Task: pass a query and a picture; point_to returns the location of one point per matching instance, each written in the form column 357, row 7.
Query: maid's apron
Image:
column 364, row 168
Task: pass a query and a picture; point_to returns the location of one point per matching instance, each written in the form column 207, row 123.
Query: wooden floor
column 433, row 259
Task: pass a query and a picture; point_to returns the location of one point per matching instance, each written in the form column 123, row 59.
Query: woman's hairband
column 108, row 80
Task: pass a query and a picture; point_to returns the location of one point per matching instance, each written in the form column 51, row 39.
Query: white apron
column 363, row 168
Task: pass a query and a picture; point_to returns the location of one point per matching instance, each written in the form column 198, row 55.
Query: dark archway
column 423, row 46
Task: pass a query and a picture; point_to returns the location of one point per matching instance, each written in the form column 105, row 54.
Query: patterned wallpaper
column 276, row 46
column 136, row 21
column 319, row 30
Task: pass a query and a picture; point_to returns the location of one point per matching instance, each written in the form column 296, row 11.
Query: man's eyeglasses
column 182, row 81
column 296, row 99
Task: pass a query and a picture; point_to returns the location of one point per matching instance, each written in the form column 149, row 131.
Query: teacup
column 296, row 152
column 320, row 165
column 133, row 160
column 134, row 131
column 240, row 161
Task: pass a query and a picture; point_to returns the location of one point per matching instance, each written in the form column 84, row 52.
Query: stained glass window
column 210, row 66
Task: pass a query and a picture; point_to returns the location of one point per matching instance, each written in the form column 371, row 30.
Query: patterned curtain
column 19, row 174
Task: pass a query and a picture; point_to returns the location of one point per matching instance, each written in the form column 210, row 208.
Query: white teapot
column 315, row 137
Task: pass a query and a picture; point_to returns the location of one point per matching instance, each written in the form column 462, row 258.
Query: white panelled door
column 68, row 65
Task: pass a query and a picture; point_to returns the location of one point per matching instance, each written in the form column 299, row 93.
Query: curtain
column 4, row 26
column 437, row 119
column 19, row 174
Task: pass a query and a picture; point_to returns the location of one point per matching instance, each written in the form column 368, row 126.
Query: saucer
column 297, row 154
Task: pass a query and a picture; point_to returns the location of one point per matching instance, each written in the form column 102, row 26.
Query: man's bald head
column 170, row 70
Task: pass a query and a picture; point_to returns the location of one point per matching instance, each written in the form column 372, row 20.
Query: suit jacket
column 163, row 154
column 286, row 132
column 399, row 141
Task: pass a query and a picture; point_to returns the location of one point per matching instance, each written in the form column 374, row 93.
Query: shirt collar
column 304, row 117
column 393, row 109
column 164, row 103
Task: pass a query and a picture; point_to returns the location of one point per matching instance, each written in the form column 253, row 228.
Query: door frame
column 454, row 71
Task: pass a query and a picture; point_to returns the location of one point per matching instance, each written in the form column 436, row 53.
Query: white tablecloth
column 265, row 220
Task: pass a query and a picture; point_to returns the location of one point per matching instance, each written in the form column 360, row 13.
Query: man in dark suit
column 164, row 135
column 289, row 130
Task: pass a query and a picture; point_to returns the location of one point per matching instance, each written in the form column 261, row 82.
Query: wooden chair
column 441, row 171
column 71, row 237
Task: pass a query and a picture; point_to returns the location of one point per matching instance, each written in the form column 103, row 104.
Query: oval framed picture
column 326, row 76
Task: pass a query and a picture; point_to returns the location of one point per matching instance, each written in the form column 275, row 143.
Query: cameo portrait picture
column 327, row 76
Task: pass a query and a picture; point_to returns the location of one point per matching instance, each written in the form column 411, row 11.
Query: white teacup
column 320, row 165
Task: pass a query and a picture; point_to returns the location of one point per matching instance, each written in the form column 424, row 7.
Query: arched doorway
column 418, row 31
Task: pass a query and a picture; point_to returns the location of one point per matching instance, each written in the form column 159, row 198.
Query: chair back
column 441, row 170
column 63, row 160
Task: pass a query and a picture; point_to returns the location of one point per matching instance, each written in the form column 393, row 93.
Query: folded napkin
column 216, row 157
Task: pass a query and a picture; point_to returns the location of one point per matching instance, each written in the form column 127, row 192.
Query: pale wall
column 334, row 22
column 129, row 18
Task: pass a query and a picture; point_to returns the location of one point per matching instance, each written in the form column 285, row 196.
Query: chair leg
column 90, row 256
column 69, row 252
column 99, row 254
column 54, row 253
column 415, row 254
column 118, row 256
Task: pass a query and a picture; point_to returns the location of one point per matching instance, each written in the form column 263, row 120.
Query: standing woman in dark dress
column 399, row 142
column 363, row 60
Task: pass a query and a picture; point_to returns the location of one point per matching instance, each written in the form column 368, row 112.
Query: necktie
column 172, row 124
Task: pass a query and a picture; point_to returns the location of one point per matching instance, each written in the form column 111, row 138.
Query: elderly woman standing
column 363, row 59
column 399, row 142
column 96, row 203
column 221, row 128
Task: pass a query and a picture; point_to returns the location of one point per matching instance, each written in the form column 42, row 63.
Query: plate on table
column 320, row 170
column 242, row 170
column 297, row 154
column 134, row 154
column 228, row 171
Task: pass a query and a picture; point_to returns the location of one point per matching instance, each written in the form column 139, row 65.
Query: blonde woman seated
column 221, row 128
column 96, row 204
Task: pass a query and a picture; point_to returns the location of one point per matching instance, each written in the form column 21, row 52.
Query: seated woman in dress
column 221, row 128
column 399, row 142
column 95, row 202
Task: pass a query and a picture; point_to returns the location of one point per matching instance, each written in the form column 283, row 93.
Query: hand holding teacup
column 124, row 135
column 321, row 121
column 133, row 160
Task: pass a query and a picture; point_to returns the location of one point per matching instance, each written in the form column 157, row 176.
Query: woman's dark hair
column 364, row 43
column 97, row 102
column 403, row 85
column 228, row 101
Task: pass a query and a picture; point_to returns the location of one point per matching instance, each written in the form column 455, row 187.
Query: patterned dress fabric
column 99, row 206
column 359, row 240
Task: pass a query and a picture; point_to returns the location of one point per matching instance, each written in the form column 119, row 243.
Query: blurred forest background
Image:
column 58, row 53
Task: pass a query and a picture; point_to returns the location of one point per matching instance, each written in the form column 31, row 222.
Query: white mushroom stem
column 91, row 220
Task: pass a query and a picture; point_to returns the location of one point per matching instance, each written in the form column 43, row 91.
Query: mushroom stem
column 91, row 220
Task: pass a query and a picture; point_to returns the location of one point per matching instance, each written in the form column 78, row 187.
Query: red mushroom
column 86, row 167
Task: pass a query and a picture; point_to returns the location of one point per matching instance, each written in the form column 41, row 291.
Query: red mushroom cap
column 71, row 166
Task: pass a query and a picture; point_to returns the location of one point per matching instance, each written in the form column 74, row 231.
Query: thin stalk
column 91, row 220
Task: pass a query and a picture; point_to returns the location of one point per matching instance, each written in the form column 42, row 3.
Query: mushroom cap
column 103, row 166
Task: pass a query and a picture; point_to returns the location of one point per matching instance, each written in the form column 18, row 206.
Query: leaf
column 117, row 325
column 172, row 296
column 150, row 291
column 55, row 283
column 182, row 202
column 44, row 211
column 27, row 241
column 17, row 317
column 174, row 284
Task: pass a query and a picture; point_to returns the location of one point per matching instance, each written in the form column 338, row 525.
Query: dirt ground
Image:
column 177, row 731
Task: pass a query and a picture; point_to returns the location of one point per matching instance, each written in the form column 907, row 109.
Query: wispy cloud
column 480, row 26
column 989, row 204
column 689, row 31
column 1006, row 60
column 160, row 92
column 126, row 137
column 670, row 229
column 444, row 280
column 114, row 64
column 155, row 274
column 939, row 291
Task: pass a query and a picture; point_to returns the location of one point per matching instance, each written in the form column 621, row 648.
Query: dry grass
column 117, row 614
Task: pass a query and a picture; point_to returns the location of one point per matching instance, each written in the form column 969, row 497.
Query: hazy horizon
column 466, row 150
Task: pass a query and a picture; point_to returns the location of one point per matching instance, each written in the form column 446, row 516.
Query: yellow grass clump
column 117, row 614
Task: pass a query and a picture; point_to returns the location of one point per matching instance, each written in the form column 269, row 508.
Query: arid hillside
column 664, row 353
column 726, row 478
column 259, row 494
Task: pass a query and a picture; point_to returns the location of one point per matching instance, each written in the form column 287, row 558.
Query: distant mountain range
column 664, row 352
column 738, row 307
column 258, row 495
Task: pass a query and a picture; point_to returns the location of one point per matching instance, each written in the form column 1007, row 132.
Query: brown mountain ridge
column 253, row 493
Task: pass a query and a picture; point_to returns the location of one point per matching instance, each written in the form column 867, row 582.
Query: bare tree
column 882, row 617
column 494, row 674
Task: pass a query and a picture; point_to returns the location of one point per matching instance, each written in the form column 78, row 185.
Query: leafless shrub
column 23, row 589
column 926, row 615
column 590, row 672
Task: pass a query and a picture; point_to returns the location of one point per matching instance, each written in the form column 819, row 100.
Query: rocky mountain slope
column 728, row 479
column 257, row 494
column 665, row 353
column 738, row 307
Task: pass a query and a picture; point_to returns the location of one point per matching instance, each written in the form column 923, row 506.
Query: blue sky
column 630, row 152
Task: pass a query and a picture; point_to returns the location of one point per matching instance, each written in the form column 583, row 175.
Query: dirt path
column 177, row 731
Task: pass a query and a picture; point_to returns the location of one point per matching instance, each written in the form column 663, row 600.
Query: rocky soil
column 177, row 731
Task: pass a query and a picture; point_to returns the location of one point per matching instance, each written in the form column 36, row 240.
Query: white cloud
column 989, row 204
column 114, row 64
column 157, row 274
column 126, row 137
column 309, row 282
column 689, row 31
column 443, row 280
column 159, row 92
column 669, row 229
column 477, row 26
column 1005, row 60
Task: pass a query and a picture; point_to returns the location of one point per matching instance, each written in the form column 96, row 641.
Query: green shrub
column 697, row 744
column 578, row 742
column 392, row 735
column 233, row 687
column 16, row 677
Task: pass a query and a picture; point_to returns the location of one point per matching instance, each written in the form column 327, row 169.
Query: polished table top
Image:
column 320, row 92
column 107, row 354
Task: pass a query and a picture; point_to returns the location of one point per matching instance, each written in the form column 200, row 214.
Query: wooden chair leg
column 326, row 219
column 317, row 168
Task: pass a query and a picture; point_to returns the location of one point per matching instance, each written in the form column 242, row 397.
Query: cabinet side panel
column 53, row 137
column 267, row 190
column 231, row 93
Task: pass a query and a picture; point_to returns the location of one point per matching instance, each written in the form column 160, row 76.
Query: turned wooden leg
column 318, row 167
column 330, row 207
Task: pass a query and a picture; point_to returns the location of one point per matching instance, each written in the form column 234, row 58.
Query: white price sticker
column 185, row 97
────────
PROBLEM: Retype the entries above exactly, but only from the line containing "31, row 222." through the line containing "78, row 187.", both included.

OUTPUT OF THE TASK:
Task: pass a query and a picture; point_to returns the location of one point per matching instance, each written in the form column 31, row 222.
Query: white mushroom stem
column 91, row 220
Task: pass a query and a picture; point_to returns the location of one point per matching instance, each written in the form column 43, row 91.
Query: mushroom stem
column 91, row 220
Task: pass a query and a picture; point_to returns the location of one point per matching instance, each written in the form column 78, row 187.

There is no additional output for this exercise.